§ **REQUEST**
Reproduce every line of the records below word for word, omitting the pictures.

%%

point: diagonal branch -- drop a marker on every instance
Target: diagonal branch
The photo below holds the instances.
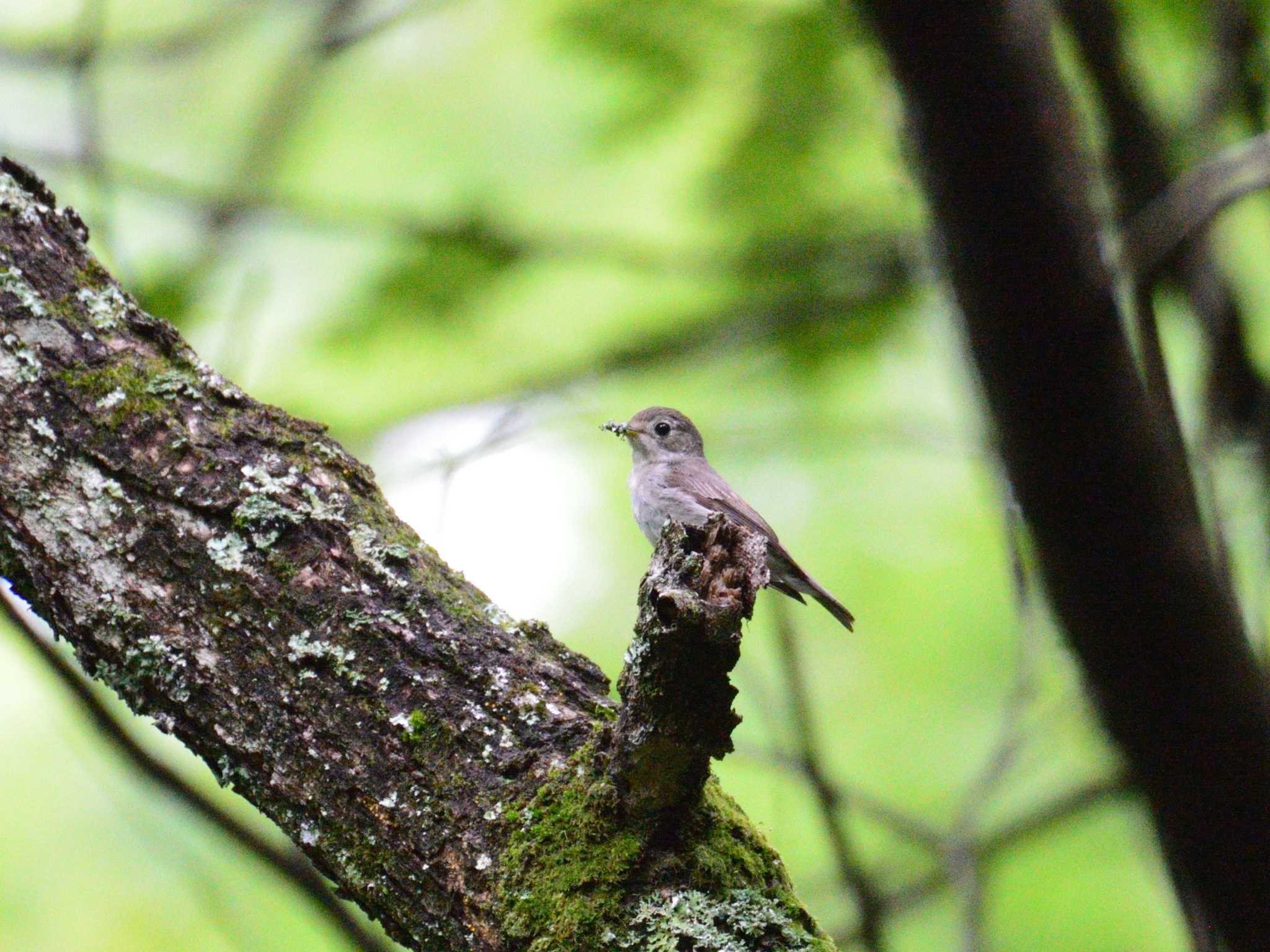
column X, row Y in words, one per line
column 234, row 574
column 288, row 862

%%

§ **THE RESPONSE**
point: diagonal branch -- drop a marker on every instance
Target: diagonal branch
The photo below holds the instances.
column X, row Y in words, one per line
column 234, row 574
column 288, row 862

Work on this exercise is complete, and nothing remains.